[Activity]
Filter the entries for the word "instance". Copy each line that has it.

[Input data]
● ● ●
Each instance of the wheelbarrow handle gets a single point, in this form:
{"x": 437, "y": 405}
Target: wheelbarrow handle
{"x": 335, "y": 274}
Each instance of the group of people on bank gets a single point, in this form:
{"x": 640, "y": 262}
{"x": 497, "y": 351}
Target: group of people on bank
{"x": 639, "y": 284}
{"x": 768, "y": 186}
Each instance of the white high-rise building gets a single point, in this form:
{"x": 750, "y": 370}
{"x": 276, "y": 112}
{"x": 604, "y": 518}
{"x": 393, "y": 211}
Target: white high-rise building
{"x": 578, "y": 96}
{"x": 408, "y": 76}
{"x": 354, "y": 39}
● ● ●
[Reply]
Each instance of the wheelbarrow handle gets a single point, in this form:
Each instance of the group of people on bank gets a single point, in this form:
Each instance of the white high-rise building gets a single point, in this form:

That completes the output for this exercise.